--- PROVIDED TEXT Enclosed Below ---

Headshot portrait of Shaili Mathur - Stanford Interdisciplinary Graduate Fellow (Anonymous Donor)
Bio-X SIGF Graduate Student Fellow

Awarded in 2024
Home Department: Biology
Faculty Advisors: Dmitri Petrov (Biology) and Jonas Cremer (Biology)

Research Title: Cellular decision-making in dynamically changing environments and population-level consequences

Biological systems function in complex natural environments under physical constraints, interact with each other, and evolve over time to produce the tremendous natural variation that we now observe. Shaili is interested in building an integrative understanding of cellular, ecological, and evolutionary processes, which occur simultaneously at different levels of organization and temporal scales. Organisms operate in dynamically changing environments, yet much of our understanding of cellular behavior and evolution has been restricted to simpler constant environments in the lab. Shaili will use S. cerevisiae (baker’s yeast) as a model system to study the effects of environmental change on cellular physiology and evolution. In addition to lab-strains, she will study the natural variation in behavior in changing environments in wild yeast strains. She will leverage techniques such as experimental evolution with DNA-barcoded strains, genetic manipulations, and mathematical modeling tools from cellular biology and population genetics. Understanding these fundamental questions can be useful for a range of pressing questions, from the dynamics in cancer to the impacts of a changing climate.

--- End of Enclosed PROVIDED TEXT ---
--- SUPPLIED DATA Enclosed Below ---

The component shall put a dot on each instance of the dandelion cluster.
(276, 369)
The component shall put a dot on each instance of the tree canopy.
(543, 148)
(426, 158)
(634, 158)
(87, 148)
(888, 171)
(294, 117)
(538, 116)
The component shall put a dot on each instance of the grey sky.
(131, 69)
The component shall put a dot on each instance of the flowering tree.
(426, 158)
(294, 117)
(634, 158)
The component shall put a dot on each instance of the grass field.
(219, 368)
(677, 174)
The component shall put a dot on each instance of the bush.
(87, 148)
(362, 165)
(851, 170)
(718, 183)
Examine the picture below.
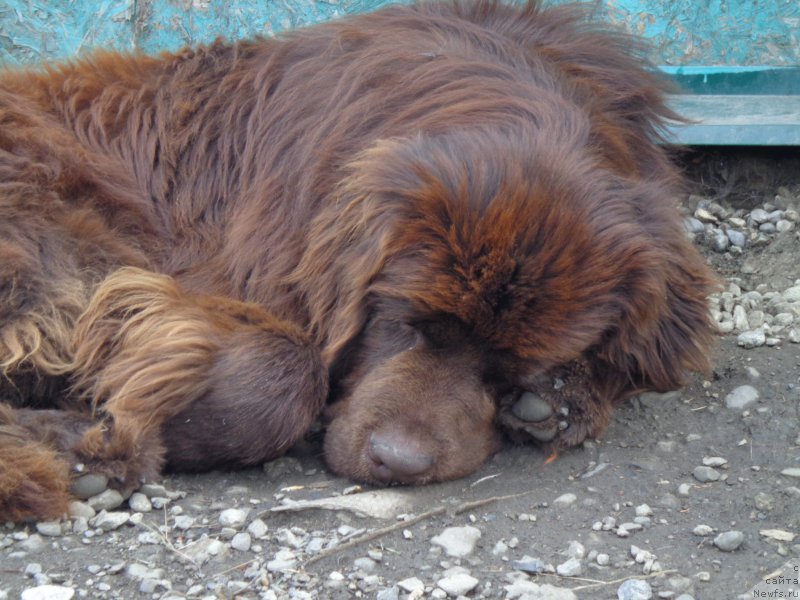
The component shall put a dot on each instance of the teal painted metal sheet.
(683, 32)
(753, 46)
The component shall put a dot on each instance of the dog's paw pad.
(532, 408)
(89, 485)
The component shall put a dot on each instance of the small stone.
(139, 571)
(49, 528)
(741, 397)
(792, 294)
(108, 521)
(233, 517)
(138, 502)
(576, 550)
(529, 564)
(737, 238)
(89, 485)
(241, 542)
(153, 490)
(458, 541)
(458, 584)
(48, 592)
(565, 500)
(764, 501)
(367, 565)
(107, 500)
(705, 474)
(184, 522)
(283, 561)
(729, 540)
(392, 593)
(257, 528)
(570, 568)
(703, 530)
(411, 585)
(78, 509)
(752, 339)
(634, 589)
(33, 544)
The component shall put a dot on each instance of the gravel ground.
(688, 495)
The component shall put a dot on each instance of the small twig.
(165, 538)
(376, 533)
(600, 583)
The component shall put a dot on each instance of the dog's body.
(421, 215)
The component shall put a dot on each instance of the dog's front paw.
(559, 409)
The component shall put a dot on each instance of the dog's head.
(464, 266)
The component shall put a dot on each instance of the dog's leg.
(196, 382)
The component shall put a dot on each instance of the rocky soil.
(688, 495)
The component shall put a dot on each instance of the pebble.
(257, 528)
(49, 528)
(570, 568)
(107, 500)
(752, 339)
(703, 530)
(79, 509)
(458, 541)
(108, 521)
(138, 502)
(89, 485)
(729, 541)
(283, 561)
(634, 589)
(47, 592)
(458, 584)
(529, 564)
(411, 585)
(528, 590)
(241, 542)
(705, 474)
(741, 397)
(565, 500)
(233, 517)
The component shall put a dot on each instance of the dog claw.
(543, 435)
(531, 408)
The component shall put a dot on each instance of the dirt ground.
(631, 500)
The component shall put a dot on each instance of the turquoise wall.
(683, 32)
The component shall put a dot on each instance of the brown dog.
(433, 217)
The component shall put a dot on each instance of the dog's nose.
(399, 456)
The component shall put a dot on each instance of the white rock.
(48, 592)
(258, 528)
(108, 521)
(741, 397)
(411, 585)
(233, 517)
(458, 584)
(140, 503)
(458, 541)
(565, 500)
(570, 568)
(241, 542)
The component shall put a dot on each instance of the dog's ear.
(346, 250)
(666, 328)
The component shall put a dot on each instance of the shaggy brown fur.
(422, 215)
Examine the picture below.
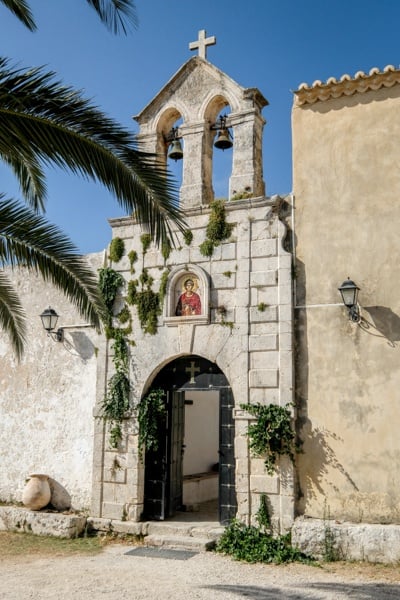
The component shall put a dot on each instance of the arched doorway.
(195, 460)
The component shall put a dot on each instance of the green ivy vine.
(116, 400)
(148, 302)
(188, 236)
(152, 413)
(117, 249)
(109, 283)
(145, 239)
(217, 229)
(272, 434)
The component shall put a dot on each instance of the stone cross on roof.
(202, 43)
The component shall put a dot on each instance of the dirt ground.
(119, 572)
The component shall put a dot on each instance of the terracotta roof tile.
(347, 85)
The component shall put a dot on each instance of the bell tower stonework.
(223, 337)
(195, 95)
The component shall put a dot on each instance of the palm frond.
(39, 115)
(11, 315)
(28, 240)
(117, 15)
(21, 10)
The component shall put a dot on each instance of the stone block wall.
(247, 334)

--- End of Enclosed SUPPLIED DATA ---

In the fellowship profile, copy the passage from "Headshot portrait of" up to and including "Jonas Cremer (Biology)".

YOUR SOLUTION:
Headshot portrait of Shaili Mathur - Stanford Interdisciplinary Graduate Fellow (Anonymous Donor)
Bio-X SIGF Graduate Student Fellow

Awarded in 2024
Home Department: Biology
Faculty Advisors: Dmitri Petrov (Biology) and Jonas Cremer (Biology)